» GIVEN EXERCISE
Convert the lines below into a numbered list, leaving out any blank lines.

» ENTRIES SHOWN
--- START ---
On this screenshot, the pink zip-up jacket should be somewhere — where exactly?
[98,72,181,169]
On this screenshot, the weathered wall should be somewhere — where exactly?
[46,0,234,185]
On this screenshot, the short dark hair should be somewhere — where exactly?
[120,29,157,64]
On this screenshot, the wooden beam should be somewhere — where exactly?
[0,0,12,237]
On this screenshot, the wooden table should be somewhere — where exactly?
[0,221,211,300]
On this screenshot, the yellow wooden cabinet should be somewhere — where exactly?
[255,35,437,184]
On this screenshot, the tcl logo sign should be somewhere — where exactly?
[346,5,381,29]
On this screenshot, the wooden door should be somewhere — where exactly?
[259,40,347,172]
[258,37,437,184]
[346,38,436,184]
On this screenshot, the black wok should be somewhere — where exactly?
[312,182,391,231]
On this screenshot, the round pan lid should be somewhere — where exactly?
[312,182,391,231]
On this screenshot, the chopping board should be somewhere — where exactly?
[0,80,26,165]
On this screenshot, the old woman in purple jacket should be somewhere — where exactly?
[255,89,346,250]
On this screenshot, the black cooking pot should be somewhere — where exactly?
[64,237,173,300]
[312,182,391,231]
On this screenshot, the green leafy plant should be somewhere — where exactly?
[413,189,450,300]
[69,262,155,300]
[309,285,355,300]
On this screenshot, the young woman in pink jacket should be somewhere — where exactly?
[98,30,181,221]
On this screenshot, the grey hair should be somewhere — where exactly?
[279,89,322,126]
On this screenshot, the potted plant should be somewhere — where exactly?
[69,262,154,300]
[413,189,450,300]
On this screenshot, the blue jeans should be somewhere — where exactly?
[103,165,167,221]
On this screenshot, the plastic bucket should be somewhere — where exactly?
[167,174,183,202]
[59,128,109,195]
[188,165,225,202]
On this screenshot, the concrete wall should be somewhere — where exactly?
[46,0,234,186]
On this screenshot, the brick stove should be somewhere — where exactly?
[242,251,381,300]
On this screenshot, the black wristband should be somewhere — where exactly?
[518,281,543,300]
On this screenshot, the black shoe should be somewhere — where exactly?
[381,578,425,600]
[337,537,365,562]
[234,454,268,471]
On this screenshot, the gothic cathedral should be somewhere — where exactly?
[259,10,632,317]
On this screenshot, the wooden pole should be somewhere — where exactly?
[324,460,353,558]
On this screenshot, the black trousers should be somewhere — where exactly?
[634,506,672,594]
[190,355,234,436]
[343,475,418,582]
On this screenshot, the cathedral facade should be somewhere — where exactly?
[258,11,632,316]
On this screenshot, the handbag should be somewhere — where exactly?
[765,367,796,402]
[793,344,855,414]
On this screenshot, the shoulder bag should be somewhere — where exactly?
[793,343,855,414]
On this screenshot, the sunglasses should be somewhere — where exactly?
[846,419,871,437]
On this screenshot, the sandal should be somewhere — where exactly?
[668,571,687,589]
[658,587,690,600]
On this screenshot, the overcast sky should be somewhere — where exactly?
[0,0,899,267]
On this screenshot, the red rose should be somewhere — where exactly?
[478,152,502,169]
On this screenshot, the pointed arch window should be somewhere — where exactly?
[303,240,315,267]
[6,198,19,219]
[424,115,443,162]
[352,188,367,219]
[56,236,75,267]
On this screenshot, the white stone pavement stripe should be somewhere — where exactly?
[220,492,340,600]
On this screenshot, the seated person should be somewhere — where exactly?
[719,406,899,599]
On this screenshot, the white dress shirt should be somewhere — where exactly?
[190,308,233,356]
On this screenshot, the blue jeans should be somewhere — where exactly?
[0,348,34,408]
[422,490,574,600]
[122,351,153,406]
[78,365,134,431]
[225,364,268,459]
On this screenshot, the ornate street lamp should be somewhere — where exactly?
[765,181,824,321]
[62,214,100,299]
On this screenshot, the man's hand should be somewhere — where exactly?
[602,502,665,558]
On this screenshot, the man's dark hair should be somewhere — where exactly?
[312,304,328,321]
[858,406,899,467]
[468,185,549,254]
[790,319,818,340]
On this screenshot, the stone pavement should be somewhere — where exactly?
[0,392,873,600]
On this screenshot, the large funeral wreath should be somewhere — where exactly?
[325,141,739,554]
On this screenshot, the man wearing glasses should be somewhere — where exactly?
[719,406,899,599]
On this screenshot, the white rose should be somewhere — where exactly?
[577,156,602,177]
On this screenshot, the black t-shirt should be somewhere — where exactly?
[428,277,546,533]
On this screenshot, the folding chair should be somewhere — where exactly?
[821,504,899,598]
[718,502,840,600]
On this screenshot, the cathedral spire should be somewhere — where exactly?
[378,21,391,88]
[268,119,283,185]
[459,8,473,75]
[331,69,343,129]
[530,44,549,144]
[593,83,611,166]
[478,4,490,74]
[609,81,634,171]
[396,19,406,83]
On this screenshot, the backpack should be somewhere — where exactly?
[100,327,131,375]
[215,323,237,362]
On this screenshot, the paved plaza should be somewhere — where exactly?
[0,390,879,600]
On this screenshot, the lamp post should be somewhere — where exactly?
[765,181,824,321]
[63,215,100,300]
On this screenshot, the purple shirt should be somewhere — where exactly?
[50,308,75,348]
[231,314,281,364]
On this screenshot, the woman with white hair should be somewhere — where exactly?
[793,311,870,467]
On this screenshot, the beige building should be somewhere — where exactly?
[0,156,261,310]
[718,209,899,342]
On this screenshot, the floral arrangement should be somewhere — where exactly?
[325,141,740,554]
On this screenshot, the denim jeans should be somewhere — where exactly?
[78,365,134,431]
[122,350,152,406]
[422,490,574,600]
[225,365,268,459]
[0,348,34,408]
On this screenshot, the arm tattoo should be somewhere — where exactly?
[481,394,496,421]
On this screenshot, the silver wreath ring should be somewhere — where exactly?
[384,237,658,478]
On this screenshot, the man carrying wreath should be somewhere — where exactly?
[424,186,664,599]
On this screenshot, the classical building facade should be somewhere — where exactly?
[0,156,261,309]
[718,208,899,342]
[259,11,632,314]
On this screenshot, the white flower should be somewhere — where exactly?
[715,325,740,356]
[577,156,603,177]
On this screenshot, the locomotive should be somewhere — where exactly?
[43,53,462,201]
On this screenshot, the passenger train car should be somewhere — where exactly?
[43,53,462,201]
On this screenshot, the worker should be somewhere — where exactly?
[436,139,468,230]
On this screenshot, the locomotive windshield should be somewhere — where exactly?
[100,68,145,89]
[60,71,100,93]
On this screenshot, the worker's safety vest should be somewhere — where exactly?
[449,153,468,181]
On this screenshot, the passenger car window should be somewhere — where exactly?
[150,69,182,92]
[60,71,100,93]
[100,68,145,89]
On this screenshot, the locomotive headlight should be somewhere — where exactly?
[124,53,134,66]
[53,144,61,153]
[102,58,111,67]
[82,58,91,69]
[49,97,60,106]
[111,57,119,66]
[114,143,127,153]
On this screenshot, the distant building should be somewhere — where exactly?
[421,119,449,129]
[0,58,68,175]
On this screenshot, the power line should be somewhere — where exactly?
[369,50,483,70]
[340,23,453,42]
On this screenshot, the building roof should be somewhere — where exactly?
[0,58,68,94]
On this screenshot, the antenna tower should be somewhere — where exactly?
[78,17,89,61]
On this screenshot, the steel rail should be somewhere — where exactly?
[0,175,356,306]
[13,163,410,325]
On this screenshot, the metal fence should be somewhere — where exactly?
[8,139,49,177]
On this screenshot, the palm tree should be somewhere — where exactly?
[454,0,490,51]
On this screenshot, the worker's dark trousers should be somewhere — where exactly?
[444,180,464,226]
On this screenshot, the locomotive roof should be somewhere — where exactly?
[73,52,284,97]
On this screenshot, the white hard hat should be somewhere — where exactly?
--- END ---
» ANSWER TO THE PROBLEM
1. On this screenshot, the pink zip-up jacket should be somewhere — where exactly?
2. [98,72,181,169]
3. On this screenshot, the weathered wall should be somewhere — where exactly?
4. [46,0,234,185]
5. On this screenshot, the short dark hair should be somewhere — where exactly?
6. [120,29,157,64]
7. On this screenshot, the wooden beam should be somewhere — where exactly?
8. [0,0,12,237]
9. On this screenshot, the wooden table should be somewhere — where exactly?
10. [0,221,211,300]
11. On this screenshot, the yellow wooden cabinet should be somewhere — where exactly?
12. [255,35,437,184]
13. On this screenshot, the tcl logo sign should be somewhere — where exactly?
14. [346,5,381,29]
15. On this screenshot, the wooden door should be somewhere — where exactly?
16. [259,40,347,172]
17. [258,37,437,184]
18. [346,38,436,184]
19. On this screenshot, the black wok should be somewhere — where exactly?
20. [312,182,391,231]
21. On this screenshot, the round pan lid should be somewhere — where exactly?
22. [312,182,391,231]
23. On this screenshot, the chopping board should be somewhere — where exactly?
24. [0,80,26,165]
25. On this screenshot, the old woman in purple jacket should be somewhere — where exactly?
26. [255,89,346,250]
27. On this screenshot, the black cooking pot should be somewhere — where exactly?
28. [64,237,173,300]
29. [312,182,391,231]
30. On this screenshot, the green leafy plant should be somewhere — where exactly?
31. [413,189,450,300]
32. [69,262,155,300]
33. [309,285,355,300]
34. On this screenshot, the young woman in pink jacket should be somewhere — where exactly?
35. [98,30,181,221]
36. On this screenshot, the grey hair should be somewhere — where exactly?
37. [279,89,322,126]
38. On this screenshot, the potted plant should be somewhere — where exactly?
39. [69,262,154,300]
40. [413,189,450,300]
41. On this screenshot, the blue jeans should be somewhere — where exactly?
42. [103,165,167,221]
43. On this screenshot, the plastic bucket should be somewhere — where exactly?
44. [167,174,183,202]
45. [59,128,109,195]
46. [188,165,225,202]
47. On this screenshot, the concrete wall should be somewhere — where exactly?
48. [46,0,234,186]
49. On this screenshot, the brick stove should be somewhere — where exactly?
50. [242,251,381,300]
51. On this screenshot, the black wristband should be somewhere — where exactly?
52. [518,281,543,300]
53. On this screenshot, the black shoe should be somewhere — where exactly?
54. [381,578,425,600]
55. [337,537,365,562]
56. [234,454,268,471]
57. On this screenshot, the gothic cathedral should be somewhere — where exactly?
58. [259,10,632,317]
59. On this screenshot, the wooden pole should be somewhere — where exactly?
60. [324,460,353,558]
61. On this screenshot, the black trousers should be somewhere — where exactly?
62. [634,506,672,594]
63. [190,355,234,436]
64. [343,475,418,582]
65. On this screenshot, the cathedral facade should be somewhere — where exactly?
66. [258,11,632,316]
67. On this screenshot, the handbag should be somewhere — where exactly?
68. [765,367,796,402]
69. [793,344,855,414]
70. On this screenshot, the shoulder bag should be somewhere — where exactly?
71. [793,343,855,414]
72. On this screenshot, the sunglasses should be somewhere — where exactly?
73. [846,419,871,437]
74. On this screenshot, the sandal should be somewhere — where exactly?
75. [668,571,687,589]
76. [658,587,690,600]
77. On this screenshot, the overcast sky should be somewhere — where exactly?
78. [0,0,899,267]
79. On this screenshot, the red rose should be somewhere — where exactly?
80. [478,152,502,169]
81. On this screenshot, the pointed arch window should be somewhere — where exactly?
82. [303,240,315,267]
83. [6,198,19,219]
84. [424,115,443,162]
85. [352,188,367,219]
86. [56,236,75,267]
87. On this screenshot, the white stone pavement stripe should be somewhere — where exactly?
88. [220,492,340,600]
89. On this screenshot, the seated person should be somewhere — where exactly?
90. [719,406,899,599]
91. On this screenshot, the white dress shirt should be somewhere — where exactly?
92. [190,308,233,356]
93. On this screenshot, the blue jeans should be somewhere — where exactly?
94. [0,348,34,408]
95. [422,490,574,600]
96. [122,351,153,406]
97. [78,365,134,431]
98. [225,364,268,459]
99. On this screenshot, the ornate street lamp should be somewhere — where exactly?
100. [765,181,824,321]
101. [62,214,100,299]
102. On this screenshot, the man's hand should be somewhere — where exactly?
103. [602,502,665,558]
104. On this screenshot, the man's dark hair should be somewhere — where exactly?
105. [312,304,328,321]
106. [858,406,899,467]
107. [468,185,549,254]
108. [790,319,818,340]
109. On this screenshot, the stone pavement should be somewhere — where exactly?
110. [0,392,873,600]
111. On this screenshot, the large funeral wreath should be somewhere — where exactly?
112. [325,141,739,554]
113. On this screenshot, the man wearing glasses should be somewhere — where exactly?
114. [719,406,899,599]
115. On this screenshot, the white rose should be somewhere — where exactly?
116. [577,156,602,177]
117. On this screenshot, the black t-shirt should be somewhere — where exactly?
118. [428,277,546,533]
119. On this screenshot, the folding chair should be somewhere — where exactly?
120. [821,504,899,598]
121. [718,502,840,600]
122. On this screenshot, the cathedral spire should be somewhere — where exactly?
123. [378,21,391,88]
124. [268,119,283,185]
125. [459,8,473,75]
126. [331,69,343,129]
127. [530,44,549,144]
128. [593,83,611,166]
129. [478,4,490,74]
130. [609,81,634,171]
131. [396,19,406,83]
132. On this screenshot, the backpack should be somewhere — where exactly?
133. [100,327,131,375]
134. [215,323,237,362]
135. On this screenshot, the paved plaza should be somewhere — where exactly?
136. [0,390,879,600]
137. On this screenshot, the lamp post should be somewhere — where exactly?
138. [765,181,824,321]
139. [63,215,100,300]
140. On this screenshot, the purple shirt should be somewhere — where exactly?
141. [50,308,75,348]
142. [231,314,281,364]
143. On this screenshot, the woman with white hair should be somewhere — where exactly?
144. [793,311,870,467]
145. On this screenshot, the beige building should be somewhere — where exactly?
146. [0,156,261,310]
147. [718,209,899,342]
148. On this screenshot, the floral arrangement should be somewhere — where exactly?
149. [325,141,740,554]
150. On this screenshot, the denim jeans should be somewhere — where exactly?
151. [78,365,134,431]
152. [122,350,152,406]
153. [422,490,574,600]
154. [225,365,268,459]
155. [0,348,34,408]
156. On this screenshot, the arm tattoo should be somewhere — where exactly?
157. [481,394,496,421]
158. On this screenshot, the silver wreath ring should be somewhere — where exactly?
159. [384,237,658,478]
160. On this screenshot, the man carrying wreath should be somewhere — where exactly?
161. [424,186,664,599]
162. On this screenshot, the classical building facade should be somewhere — where exactly?
163. [0,156,261,309]
164. [718,208,899,342]
165. [259,11,632,314]
166. On this screenshot, the white flower should be somewhere — where exactly?
167. [715,325,740,356]
168. [577,156,603,177]
169. On this screenshot, the locomotive should be somewhere — where exactly?
170. [43,53,462,201]
171. On this screenshot, the passenger train car should be somewhere — where exactly?
172. [43,53,462,201]
173. On this screenshot, the worker should be somewhere — where exactly?
174. [436,139,468,230]
175. On this screenshot, the locomotive windshield should be somewhere — where exactly?
176. [100,68,145,89]
177. [60,71,100,93]
178. On this screenshot, the worker's safety vest should be somewhere — where exactly?
179. [449,153,468,181]
180. On this screenshot, the passenger car window should be somewhere — where exactly?
181. [150,69,182,92]
182. [60,71,100,93]
183. [100,68,145,89]
184. On this screenshot, the locomotive headlight should be somewhere — where exactly?
185. [124,53,134,66]
186. [53,144,61,153]
187. [102,58,111,67]
188. [82,58,91,69]
189. [49,97,60,106]
190. [111,57,119,66]
191. [114,143,127,153]
192. On this screenshot, the distant building should be somewhere — where exactly?
193. [421,119,449,129]
194. [0,58,68,175]
195. On this screenshot, the power line should be somewhere — where exactly?
196. [369,50,483,70]
197. [340,23,453,42]
198. On this screenshot, the building roof should be somewhere — where exactly?
199. [0,58,68,94]
200. On this screenshot, the antenna tower should be somewhere — where exactly?
201. [78,17,89,61]
202. On this screenshot, the steel rail should be somewhere — where exactly?
203. [0,175,356,306]
204. [13,163,410,325]
205. On this screenshot, the metal fence should be somewhere — where exactly?
206. [8,139,49,177]
207. On this screenshot, the palm tree should be somewhere — where exactly?
208. [454,0,490,51]
209. On this screenshot, the worker's dark trousers should be somewhere — where exactly?
210. [444,180,464,226]
211. On this screenshot, the locomotive roof should be somewhere — where exactly?
212. [73,52,284,97]
213. On this screenshot, the white hard hat should be somewhere — where exactly?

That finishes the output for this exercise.